**Page text:**
Hello all.. I''ve made some basic rigid body thing and trying to add some simple spring system to it to simulate wheel suspensions. The spring force is calculated something like this: force=(current_wheel_position - resting_wheel_position)*constant The current_position is where the wheel is after collision is perfomed, resting_position is where the wheel "wants to be". Then this force is added to the rigid body at the suspension point. Its working fairly ok, the problem is that it seldom stops to "wobble", the suspension keeps the rigid body oscillating all the time. So I think I need to damp the spring force somehow... How do I do that?

hi,
I''m doing exactly the same...without much success, I''m afriad.
To add damping, you can use the following equation:
L - spring vector
l - length of the spring (scalar)

**Set exercise 1:** List every line in the listing below that contains the string "dashed".

[Stored entries]

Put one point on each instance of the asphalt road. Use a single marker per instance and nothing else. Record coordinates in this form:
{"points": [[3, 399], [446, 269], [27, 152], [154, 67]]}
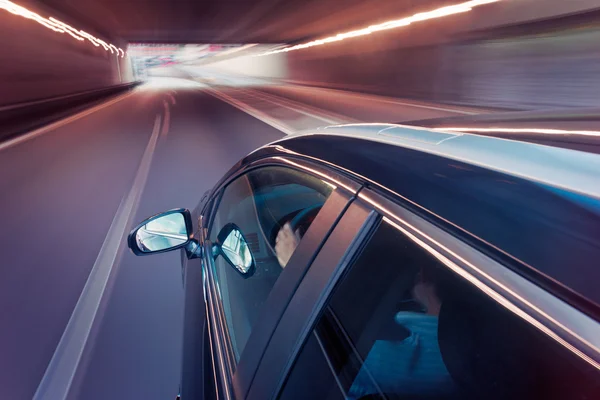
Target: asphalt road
{"points": [[65, 193]]}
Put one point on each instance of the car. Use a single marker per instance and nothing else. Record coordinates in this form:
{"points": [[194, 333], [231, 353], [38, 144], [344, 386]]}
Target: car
{"points": [[376, 261]]}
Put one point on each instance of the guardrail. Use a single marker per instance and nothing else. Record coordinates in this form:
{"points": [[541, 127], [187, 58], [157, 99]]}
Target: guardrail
{"points": [[22, 117]]}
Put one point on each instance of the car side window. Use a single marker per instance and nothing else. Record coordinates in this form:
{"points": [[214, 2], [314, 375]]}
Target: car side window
{"points": [[272, 207], [401, 325]]}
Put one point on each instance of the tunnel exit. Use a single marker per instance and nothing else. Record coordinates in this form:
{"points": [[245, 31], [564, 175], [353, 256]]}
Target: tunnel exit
{"points": [[209, 64]]}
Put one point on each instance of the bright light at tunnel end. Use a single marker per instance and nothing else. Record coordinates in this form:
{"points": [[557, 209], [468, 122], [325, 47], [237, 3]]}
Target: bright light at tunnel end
{"points": [[59, 27], [423, 16]]}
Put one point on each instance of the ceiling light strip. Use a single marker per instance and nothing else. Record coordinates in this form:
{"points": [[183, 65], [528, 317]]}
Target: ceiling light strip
{"points": [[438, 13], [59, 26]]}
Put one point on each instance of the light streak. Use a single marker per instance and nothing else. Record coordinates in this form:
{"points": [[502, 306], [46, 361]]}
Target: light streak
{"points": [[523, 130], [58, 26], [438, 13]]}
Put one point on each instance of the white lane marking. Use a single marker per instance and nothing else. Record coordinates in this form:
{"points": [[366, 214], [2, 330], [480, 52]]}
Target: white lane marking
{"points": [[304, 109], [62, 122], [251, 111], [58, 378], [383, 99], [167, 120]]}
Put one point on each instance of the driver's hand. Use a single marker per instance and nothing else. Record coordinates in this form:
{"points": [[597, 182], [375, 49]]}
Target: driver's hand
{"points": [[285, 244]]}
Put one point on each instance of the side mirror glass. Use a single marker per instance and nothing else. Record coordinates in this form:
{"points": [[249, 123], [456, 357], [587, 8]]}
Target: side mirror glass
{"points": [[234, 248], [163, 232]]}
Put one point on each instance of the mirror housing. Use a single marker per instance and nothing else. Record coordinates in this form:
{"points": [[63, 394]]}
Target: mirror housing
{"points": [[167, 231], [233, 246]]}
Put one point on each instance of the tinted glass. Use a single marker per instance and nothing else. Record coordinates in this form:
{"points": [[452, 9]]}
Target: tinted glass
{"points": [[400, 325], [272, 207]]}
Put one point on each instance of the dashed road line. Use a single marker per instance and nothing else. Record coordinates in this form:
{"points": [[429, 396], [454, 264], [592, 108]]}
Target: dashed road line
{"points": [[62, 122], [58, 378]]}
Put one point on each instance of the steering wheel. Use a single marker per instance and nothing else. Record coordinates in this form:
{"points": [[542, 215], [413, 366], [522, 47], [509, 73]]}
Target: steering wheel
{"points": [[304, 218], [299, 221]]}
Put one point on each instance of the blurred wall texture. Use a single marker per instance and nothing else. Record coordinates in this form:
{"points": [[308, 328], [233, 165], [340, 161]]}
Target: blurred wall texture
{"points": [[38, 63], [496, 57]]}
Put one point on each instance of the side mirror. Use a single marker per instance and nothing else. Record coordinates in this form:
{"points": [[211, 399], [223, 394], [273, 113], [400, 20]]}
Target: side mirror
{"points": [[233, 246], [163, 232]]}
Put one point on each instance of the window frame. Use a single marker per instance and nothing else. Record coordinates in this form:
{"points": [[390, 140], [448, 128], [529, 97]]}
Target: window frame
{"points": [[235, 383], [569, 327]]}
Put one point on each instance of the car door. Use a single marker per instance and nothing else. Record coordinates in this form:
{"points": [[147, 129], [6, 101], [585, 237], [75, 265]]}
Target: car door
{"points": [[242, 310], [395, 307]]}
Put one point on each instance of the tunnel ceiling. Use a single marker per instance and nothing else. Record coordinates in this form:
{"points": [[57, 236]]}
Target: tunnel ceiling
{"points": [[233, 21]]}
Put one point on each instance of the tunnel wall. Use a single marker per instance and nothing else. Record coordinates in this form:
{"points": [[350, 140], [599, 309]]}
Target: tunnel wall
{"points": [[540, 64], [38, 63]]}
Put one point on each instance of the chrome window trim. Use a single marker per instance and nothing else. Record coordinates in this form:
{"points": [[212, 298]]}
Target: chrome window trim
{"points": [[568, 326], [216, 331], [299, 164], [224, 359]]}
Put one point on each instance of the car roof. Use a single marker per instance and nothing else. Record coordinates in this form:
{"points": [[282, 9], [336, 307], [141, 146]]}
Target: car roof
{"points": [[536, 206]]}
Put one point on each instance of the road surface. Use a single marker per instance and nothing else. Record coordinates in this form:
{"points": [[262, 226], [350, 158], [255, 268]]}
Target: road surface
{"points": [[69, 192]]}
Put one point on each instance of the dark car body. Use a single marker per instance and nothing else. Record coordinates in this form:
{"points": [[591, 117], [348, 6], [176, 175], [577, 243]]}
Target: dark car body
{"points": [[518, 221]]}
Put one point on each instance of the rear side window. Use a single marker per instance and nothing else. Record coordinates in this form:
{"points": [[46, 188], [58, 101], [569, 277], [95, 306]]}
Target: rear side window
{"points": [[400, 325]]}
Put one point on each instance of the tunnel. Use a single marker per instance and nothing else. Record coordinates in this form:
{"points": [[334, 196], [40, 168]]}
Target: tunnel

**Set exercise 2:** Print everything from "Hello all.. I''ve" down to "success, I''m afriad." in the forum thread on suspension damping above, unchanged.

**Final answer 1:**
Put one point on each instance of the dashed road line. Use a single marker per instance and nothing else. Record coordinates in this form:
Target: dashed road line

**Final answer 2:**
Hello all.. I''ve made some basic rigid body thing and trying to add some simple spring system to it to simulate wheel suspensions. The spring force is calculated something like this: force=(current_wheel_position - resting_wheel_position)*constant The current_position is where the wheel is after collision is perfomed, resting_position is where the wheel "wants to be". Then this force is added to the rigid body at the suspension point. Its working fairly ok, the problem is that it seldom stops to "wobble", the suspension keeps the rigid body oscillating all the time. So I think I need to damp the spring force somehow... How do I do that?

hi,
I''m doing exactly the same...without much success, I''m afriad.